Entries provided
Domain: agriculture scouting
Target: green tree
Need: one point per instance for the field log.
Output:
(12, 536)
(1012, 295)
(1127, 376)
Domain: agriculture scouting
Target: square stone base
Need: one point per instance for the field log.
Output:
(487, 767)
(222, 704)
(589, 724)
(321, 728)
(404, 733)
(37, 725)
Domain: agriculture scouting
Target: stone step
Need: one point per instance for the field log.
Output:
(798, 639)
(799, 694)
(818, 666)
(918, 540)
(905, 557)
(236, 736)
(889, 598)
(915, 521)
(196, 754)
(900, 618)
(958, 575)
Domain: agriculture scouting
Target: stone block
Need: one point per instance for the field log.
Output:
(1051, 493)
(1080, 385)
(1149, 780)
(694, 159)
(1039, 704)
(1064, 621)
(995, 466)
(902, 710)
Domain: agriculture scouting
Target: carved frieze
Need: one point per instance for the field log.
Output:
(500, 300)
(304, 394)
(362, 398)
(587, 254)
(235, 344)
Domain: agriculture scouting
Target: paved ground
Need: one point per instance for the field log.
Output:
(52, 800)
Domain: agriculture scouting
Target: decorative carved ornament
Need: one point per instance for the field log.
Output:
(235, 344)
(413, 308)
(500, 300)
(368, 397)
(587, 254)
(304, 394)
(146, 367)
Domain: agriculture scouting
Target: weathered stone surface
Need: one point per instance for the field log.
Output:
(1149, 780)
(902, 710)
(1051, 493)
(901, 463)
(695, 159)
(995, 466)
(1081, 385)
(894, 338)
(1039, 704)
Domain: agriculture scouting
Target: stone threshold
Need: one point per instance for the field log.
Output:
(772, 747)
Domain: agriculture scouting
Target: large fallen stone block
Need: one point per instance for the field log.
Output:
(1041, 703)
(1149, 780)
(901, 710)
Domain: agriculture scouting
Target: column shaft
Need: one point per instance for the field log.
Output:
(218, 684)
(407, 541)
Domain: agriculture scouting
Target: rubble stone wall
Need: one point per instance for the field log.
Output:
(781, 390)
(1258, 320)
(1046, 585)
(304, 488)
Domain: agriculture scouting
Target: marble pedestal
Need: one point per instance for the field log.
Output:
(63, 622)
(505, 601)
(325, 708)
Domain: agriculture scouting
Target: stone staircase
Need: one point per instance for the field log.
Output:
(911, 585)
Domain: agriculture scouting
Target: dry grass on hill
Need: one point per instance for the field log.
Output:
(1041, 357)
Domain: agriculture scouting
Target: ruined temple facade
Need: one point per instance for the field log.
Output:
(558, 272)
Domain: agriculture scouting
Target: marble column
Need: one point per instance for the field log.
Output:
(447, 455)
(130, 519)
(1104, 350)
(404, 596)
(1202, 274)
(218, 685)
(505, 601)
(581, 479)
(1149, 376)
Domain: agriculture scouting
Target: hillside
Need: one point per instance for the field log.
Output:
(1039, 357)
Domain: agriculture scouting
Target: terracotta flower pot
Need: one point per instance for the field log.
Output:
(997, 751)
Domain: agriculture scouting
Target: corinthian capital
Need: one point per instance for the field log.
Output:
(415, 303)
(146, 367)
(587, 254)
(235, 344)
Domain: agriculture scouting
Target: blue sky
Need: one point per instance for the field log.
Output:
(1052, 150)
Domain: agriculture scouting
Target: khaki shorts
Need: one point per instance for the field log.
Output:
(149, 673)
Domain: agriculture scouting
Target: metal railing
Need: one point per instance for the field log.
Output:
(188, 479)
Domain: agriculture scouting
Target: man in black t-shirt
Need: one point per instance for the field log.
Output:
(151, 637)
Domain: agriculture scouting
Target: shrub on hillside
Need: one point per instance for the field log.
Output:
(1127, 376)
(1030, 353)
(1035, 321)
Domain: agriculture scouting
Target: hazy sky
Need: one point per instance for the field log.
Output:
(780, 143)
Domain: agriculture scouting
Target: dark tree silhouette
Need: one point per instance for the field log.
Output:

Work to be completed
Go through the entries above and copy each line holding the string "column".

Written solution
Target: column shaft
Target: marble column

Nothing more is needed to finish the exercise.